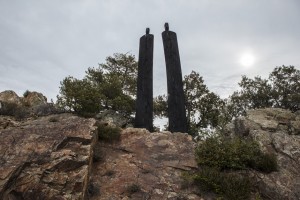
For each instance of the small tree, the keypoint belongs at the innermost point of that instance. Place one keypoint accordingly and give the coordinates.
(280, 90)
(110, 86)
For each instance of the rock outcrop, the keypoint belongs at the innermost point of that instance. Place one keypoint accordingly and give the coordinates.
(46, 158)
(32, 104)
(10, 96)
(33, 99)
(144, 165)
(277, 132)
(52, 158)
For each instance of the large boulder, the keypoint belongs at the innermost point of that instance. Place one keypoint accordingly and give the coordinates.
(145, 165)
(47, 158)
(114, 118)
(277, 132)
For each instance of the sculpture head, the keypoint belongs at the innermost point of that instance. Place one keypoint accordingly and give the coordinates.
(166, 26)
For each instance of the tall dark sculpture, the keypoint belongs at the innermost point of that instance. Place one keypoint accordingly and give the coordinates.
(176, 106)
(144, 101)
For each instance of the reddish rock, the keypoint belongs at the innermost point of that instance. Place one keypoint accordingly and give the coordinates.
(277, 132)
(151, 163)
(47, 158)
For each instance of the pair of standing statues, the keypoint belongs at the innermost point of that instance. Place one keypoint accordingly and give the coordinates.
(144, 104)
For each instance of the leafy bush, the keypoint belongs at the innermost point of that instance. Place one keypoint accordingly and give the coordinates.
(235, 154)
(13, 109)
(229, 185)
(221, 161)
(53, 119)
(108, 133)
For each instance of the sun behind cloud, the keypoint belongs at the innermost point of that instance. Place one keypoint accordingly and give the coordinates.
(247, 59)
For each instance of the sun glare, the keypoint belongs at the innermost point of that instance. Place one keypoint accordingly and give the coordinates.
(247, 60)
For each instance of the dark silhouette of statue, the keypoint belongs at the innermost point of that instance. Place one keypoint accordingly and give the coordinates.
(144, 101)
(176, 104)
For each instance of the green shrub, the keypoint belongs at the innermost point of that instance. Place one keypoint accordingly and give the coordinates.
(226, 184)
(26, 93)
(13, 109)
(108, 133)
(236, 154)
(53, 119)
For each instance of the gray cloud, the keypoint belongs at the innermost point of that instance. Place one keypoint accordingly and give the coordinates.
(44, 41)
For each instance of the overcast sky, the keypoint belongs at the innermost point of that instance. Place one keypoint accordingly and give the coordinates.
(43, 41)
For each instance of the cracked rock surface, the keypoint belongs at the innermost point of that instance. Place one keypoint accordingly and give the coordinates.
(278, 132)
(144, 165)
(46, 158)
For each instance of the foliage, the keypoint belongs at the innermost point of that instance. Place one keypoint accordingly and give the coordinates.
(236, 153)
(53, 119)
(222, 162)
(160, 105)
(108, 133)
(13, 109)
(110, 86)
(229, 185)
(280, 90)
(26, 93)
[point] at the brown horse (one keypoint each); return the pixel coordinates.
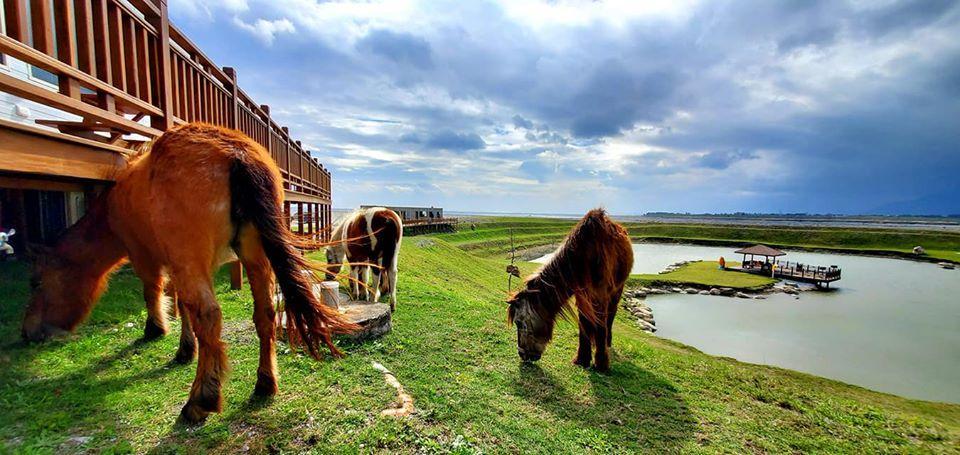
(367, 239)
(592, 266)
(200, 196)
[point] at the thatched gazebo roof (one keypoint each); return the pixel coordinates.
(761, 250)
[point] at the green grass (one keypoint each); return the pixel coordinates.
(492, 237)
(706, 273)
(454, 354)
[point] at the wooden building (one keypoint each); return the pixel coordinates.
(85, 82)
(773, 267)
(419, 220)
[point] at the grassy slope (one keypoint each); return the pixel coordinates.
(706, 273)
(451, 350)
(492, 236)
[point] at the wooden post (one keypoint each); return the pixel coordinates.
(266, 120)
(299, 217)
(236, 270)
(15, 12)
(164, 81)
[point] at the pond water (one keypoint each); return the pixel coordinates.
(890, 325)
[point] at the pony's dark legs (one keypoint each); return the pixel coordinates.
(601, 360)
(156, 325)
(612, 313)
(152, 279)
(206, 320)
(261, 285)
(188, 342)
(584, 350)
(376, 284)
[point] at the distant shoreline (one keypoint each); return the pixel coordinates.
(912, 222)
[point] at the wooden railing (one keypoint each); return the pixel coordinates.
(129, 75)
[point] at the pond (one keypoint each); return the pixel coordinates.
(890, 325)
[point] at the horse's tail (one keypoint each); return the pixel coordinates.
(255, 189)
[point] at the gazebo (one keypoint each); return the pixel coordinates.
(759, 250)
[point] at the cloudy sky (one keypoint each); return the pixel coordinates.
(555, 107)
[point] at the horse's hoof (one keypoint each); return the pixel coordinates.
(192, 414)
(266, 386)
(152, 331)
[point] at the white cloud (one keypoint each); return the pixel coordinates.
(266, 30)
(205, 9)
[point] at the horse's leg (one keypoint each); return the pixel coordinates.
(364, 276)
(206, 319)
(584, 350)
(156, 325)
(601, 359)
(375, 285)
(152, 279)
(188, 342)
(261, 285)
(354, 282)
(612, 313)
(391, 279)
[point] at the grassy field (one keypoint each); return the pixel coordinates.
(706, 273)
(492, 236)
(103, 390)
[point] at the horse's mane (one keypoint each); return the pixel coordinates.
(568, 271)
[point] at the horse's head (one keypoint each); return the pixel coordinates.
(534, 326)
(55, 305)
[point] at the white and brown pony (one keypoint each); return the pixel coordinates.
(154, 218)
(592, 267)
(367, 239)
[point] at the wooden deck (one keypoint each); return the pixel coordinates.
(125, 74)
(417, 227)
(820, 275)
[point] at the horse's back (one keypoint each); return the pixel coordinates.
(175, 200)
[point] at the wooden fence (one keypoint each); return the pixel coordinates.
(128, 74)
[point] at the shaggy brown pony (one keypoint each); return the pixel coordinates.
(201, 195)
(591, 266)
(367, 239)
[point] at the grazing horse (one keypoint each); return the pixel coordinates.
(367, 239)
(200, 196)
(591, 266)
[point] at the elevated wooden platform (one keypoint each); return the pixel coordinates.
(819, 275)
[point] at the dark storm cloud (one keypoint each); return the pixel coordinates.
(449, 140)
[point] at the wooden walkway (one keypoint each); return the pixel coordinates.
(819, 275)
(417, 227)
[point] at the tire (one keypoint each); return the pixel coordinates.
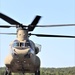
(37, 72)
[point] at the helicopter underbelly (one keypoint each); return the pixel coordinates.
(23, 64)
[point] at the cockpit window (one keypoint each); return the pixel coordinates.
(15, 44)
(21, 44)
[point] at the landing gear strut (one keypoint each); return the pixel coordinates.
(37, 72)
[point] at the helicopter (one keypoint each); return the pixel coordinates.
(23, 57)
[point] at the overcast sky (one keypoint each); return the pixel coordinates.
(55, 52)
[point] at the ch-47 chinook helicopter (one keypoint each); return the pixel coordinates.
(23, 57)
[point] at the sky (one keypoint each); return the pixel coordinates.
(55, 52)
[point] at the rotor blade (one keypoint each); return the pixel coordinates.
(9, 33)
(60, 25)
(8, 19)
(34, 23)
(45, 35)
(6, 26)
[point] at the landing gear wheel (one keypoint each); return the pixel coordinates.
(37, 72)
(7, 72)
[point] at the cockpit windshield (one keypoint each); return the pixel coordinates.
(21, 44)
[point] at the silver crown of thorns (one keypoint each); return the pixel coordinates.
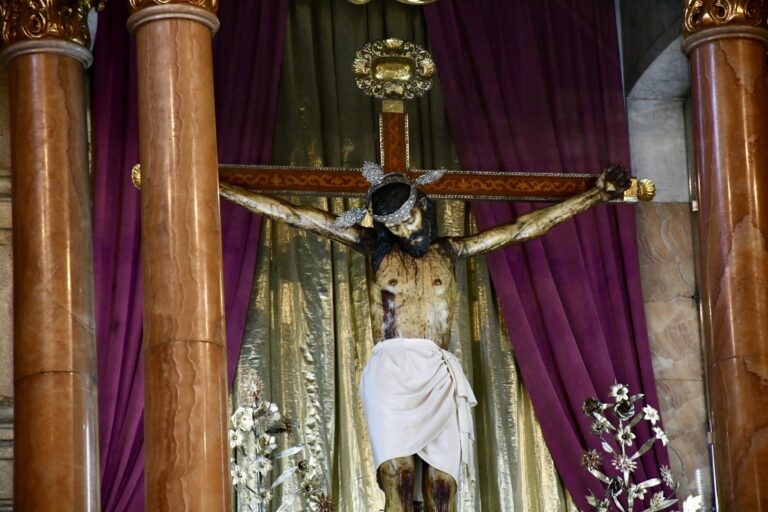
(377, 178)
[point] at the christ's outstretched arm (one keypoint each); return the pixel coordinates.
(304, 217)
(610, 185)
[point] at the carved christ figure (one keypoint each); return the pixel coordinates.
(415, 396)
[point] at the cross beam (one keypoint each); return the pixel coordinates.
(393, 141)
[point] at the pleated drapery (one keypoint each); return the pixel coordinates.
(536, 85)
(309, 330)
(245, 119)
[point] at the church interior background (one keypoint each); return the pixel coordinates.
(306, 350)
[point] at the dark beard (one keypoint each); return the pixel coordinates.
(418, 243)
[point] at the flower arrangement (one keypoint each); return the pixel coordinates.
(621, 491)
(255, 424)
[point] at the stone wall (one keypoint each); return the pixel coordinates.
(669, 292)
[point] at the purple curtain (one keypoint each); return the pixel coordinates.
(247, 57)
(535, 85)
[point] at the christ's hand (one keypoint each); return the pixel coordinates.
(612, 182)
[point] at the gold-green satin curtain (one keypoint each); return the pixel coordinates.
(308, 333)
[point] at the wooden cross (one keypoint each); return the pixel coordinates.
(394, 70)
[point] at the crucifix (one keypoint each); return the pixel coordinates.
(416, 399)
(393, 71)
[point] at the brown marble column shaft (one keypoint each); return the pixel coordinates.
(56, 443)
(729, 88)
(184, 335)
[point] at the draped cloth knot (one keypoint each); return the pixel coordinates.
(417, 401)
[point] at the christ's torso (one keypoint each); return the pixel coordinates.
(413, 297)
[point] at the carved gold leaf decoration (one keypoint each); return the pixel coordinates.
(30, 20)
(392, 68)
(208, 5)
(646, 190)
(703, 14)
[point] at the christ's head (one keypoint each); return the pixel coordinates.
(413, 229)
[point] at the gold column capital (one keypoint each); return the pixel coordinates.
(706, 14)
(209, 5)
(34, 20)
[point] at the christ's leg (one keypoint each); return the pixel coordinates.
(439, 490)
(397, 477)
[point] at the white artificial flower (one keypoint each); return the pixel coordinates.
(666, 476)
(650, 414)
(661, 435)
(656, 501)
(263, 465)
(239, 475)
(243, 418)
(261, 497)
(624, 464)
(636, 492)
(625, 436)
(693, 504)
(266, 444)
(599, 426)
(619, 392)
(235, 438)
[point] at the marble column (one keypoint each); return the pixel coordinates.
(187, 455)
(726, 42)
(56, 448)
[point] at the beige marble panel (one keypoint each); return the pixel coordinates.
(666, 251)
(673, 328)
(668, 279)
(684, 412)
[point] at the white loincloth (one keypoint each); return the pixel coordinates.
(417, 400)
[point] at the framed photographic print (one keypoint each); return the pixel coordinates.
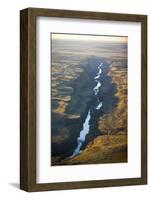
(83, 93)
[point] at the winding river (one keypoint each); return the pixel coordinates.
(86, 125)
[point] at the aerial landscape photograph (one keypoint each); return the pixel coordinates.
(88, 99)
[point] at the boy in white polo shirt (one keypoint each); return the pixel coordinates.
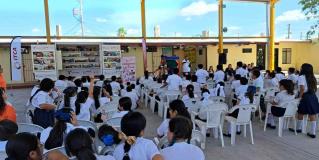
(202, 75)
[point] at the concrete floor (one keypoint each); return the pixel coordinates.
(268, 146)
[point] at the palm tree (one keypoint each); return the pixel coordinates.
(121, 32)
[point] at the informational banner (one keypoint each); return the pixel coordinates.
(44, 64)
(16, 62)
(111, 60)
(129, 69)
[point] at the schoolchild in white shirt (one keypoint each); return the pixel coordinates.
(179, 136)
(115, 86)
(189, 97)
(279, 74)
(240, 70)
(84, 102)
(219, 75)
(174, 81)
(285, 95)
(44, 105)
(135, 146)
(8, 129)
(78, 143)
(258, 80)
(100, 82)
(133, 96)
(202, 75)
(176, 107)
(236, 82)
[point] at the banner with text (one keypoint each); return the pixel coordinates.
(16, 59)
(129, 69)
(44, 64)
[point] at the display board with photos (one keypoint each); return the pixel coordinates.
(111, 60)
(80, 60)
(43, 58)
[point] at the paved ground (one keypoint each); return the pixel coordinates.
(268, 146)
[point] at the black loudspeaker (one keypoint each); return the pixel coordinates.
(222, 58)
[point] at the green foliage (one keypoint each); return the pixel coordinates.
(311, 9)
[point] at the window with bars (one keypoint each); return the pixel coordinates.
(286, 56)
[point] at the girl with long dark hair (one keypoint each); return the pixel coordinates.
(309, 102)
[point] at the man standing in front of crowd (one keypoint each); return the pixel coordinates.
(186, 66)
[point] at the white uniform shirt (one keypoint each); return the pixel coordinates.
(280, 77)
(119, 114)
(174, 81)
(283, 97)
(302, 82)
(242, 72)
(3, 145)
(163, 128)
(219, 76)
(61, 85)
(182, 151)
(201, 76)
(84, 114)
(259, 82)
(143, 149)
(41, 98)
(186, 67)
(134, 98)
(235, 84)
(241, 90)
(99, 83)
(293, 78)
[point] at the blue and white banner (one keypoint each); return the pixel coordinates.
(16, 59)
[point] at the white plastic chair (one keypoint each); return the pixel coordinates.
(88, 124)
(152, 104)
(217, 99)
(243, 118)
(291, 110)
(214, 119)
(31, 128)
(115, 122)
(160, 107)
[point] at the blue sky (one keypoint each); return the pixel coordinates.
(175, 17)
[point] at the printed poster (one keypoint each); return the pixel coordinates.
(111, 60)
(44, 64)
(129, 69)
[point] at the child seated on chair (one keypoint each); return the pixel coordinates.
(110, 137)
(286, 94)
(248, 98)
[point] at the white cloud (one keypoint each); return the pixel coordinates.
(100, 20)
(292, 15)
(198, 8)
(35, 30)
(132, 32)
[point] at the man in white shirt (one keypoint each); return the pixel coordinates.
(61, 84)
(219, 75)
(174, 81)
(202, 75)
(7, 129)
(115, 86)
(240, 70)
(186, 66)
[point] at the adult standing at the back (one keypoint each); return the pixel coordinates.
(240, 70)
(186, 66)
(202, 75)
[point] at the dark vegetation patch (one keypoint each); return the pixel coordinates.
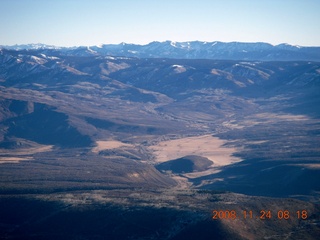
(185, 164)
(46, 126)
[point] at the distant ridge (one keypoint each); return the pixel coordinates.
(258, 51)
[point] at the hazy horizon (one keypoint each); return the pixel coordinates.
(87, 23)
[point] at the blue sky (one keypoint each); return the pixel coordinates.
(92, 22)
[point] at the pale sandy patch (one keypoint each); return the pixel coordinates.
(112, 144)
(205, 146)
(22, 154)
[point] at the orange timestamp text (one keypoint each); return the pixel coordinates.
(262, 214)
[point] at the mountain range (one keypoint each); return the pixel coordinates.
(147, 142)
(192, 50)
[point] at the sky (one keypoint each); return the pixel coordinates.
(93, 22)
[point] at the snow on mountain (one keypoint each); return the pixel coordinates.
(258, 51)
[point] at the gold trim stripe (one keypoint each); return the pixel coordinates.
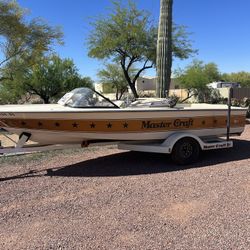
(123, 125)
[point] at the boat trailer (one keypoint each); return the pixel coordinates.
(183, 147)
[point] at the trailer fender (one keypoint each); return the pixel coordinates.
(172, 139)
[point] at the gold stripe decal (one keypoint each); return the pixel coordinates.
(135, 125)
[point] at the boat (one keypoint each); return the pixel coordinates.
(84, 115)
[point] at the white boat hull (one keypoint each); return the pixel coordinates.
(53, 124)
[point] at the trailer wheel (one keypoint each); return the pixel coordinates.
(185, 151)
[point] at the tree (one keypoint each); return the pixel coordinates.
(129, 38)
(196, 77)
(164, 48)
(50, 78)
(113, 76)
(241, 77)
(22, 41)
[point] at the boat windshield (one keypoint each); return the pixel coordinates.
(86, 98)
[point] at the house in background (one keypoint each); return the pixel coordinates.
(218, 85)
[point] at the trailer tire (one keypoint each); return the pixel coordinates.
(185, 151)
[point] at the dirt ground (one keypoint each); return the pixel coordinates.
(104, 198)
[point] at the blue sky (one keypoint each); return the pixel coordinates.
(220, 29)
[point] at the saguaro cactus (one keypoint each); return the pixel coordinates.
(164, 49)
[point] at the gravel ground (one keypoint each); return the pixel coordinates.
(105, 198)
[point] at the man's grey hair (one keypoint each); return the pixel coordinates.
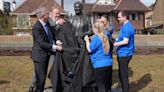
(41, 11)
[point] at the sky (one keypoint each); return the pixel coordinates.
(69, 3)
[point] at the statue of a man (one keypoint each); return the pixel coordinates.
(81, 23)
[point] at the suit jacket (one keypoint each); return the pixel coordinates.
(41, 46)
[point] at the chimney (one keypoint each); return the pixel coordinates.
(62, 4)
(83, 1)
(2, 5)
(13, 5)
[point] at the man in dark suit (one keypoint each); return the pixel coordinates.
(43, 46)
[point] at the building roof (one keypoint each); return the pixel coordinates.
(102, 8)
(131, 5)
(30, 6)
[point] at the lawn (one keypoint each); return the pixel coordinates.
(146, 73)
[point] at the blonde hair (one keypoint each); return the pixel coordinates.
(99, 28)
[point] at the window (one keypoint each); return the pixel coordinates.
(23, 21)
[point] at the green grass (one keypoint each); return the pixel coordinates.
(145, 73)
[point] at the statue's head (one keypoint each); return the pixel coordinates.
(78, 6)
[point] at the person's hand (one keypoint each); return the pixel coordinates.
(86, 38)
(58, 42)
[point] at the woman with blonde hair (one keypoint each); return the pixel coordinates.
(99, 49)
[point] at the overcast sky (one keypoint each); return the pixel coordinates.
(69, 3)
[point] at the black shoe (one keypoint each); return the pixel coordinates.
(31, 89)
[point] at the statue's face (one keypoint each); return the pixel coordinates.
(78, 8)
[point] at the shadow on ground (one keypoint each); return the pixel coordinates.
(135, 86)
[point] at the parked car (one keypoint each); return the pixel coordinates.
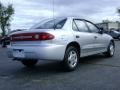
(5, 40)
(115, 34)
(60, 39)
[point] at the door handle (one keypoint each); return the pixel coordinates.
(95, 37)
(77, 36)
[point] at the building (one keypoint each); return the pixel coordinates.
(108, 25)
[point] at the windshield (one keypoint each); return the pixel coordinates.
(116, 32)
(51, 24)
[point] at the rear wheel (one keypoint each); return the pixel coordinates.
(71, 58)
(110, 50)
(29, 63)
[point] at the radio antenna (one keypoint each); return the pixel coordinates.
(53, 7)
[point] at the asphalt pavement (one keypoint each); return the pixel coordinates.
(93, 73)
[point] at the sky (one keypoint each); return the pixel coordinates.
(29, 12)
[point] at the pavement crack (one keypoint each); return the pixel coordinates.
(104, 65)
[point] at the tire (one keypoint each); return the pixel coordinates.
(71, 58)
(110, 50)
(29, 63)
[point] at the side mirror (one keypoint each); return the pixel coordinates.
(101, 30)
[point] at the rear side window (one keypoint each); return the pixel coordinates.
(79, 25)
(92, 27)
(52, 24)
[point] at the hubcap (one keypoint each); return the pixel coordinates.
(72, 59)
(111, 49)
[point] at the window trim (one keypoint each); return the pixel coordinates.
(84, 20)
(73, 22)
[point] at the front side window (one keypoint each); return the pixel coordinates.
(79, 25)
(51, 24)
(92, 27)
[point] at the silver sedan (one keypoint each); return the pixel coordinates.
(61, 39)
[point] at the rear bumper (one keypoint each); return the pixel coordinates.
(40, 52)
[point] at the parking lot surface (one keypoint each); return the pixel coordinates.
(93, 73)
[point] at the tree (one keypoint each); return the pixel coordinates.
(6, 13)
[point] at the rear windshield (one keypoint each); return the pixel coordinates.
(51, 24)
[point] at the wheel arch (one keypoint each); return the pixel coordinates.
(74, 44)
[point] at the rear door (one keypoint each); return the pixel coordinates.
(84, 37)
(99, 39)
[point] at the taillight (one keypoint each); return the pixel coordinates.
(32, 36)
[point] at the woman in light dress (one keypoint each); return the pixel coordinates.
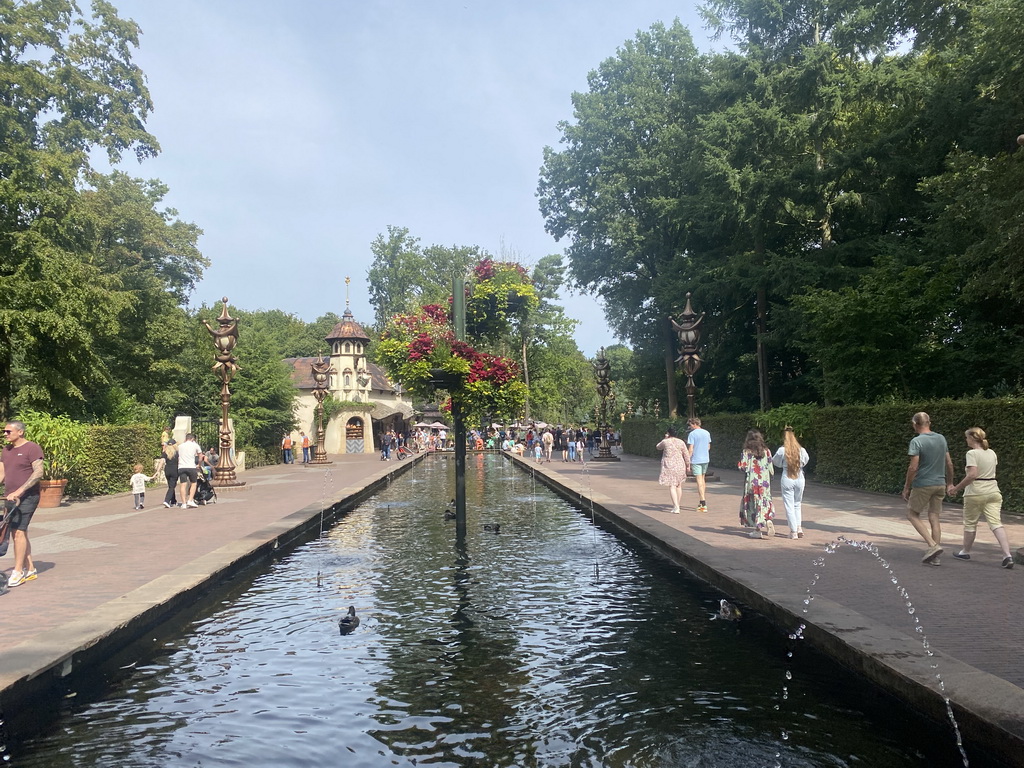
(981, 496)
(792, 458)
(675, 465)
(756, 509)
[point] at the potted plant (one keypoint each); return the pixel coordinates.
(62, 441)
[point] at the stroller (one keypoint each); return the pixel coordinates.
(204, 489)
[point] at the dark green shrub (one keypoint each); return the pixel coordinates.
(109, 458)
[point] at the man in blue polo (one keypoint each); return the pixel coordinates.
(699, 444)
(929, 473)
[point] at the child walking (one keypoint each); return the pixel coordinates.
(138, 481)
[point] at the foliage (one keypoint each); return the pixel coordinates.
(864, 446)
(62, 441)
(406, 275)
(412, 346)
(109, 455)
(88, 264)
(500, 294)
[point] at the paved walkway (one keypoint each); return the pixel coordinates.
(100, 562)
(970, 609)
(970, 612)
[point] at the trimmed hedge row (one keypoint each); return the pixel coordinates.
(109, 458)
(863, 446)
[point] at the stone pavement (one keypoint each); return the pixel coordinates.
(103, 566)
(970, 612)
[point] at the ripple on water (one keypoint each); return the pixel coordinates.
(507, 652)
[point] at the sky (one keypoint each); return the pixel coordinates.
(294, 133)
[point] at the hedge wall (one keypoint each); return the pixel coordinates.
(110, 456)
(863, 446)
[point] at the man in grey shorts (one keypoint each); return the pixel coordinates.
(929, 474)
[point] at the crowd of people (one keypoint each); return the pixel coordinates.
(930, 476)
(929, 481)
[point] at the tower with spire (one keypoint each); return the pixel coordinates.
(372, 403)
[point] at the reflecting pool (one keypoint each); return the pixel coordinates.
(550, 643)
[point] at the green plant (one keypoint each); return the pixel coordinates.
(61, 439)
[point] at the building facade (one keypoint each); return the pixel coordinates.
(372, 403)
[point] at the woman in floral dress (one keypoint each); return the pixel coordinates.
(756, 510)
(675, 465)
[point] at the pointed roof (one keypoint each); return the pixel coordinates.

**EXERCISE OBJECTIVE**.
Reproduce nothing but the lines from the line containing "[point] at the hedge" to the last line of the data, each exactly as written.

**FINISHED EXERCISE**.
[point] at the hedge wall (one keypoint each); return the pixel coordinates.
(110, 456)
(863, 446)
[point] at the man in grey shorts (one keypoint each); return the pixel coordinates.
(929, 474)
[point] at the crowd of people (one keypoint each); return the pixel coordinates.
(930, 476)
(929, 481)
[point] at the tower with spire (one keypoint each); return the pixel coordinates.
(372, 403)
[point] at the reflecting pool (one keypoint each); return the pixel coordinates.
(550, 643)
[point] at the green plant (one keypoint each); return the pixel coordinates.
(61, 439)
[point] at the building facade (one keypoint each); return the pixel coordinates.
(372, 403)
[point] at the woman in floral dress (one keypoint each); return the pixel coordinates.
(756, 510)
(675, 465)
[point] at the pointed roof (one keypoint each); return the pixel coordinates.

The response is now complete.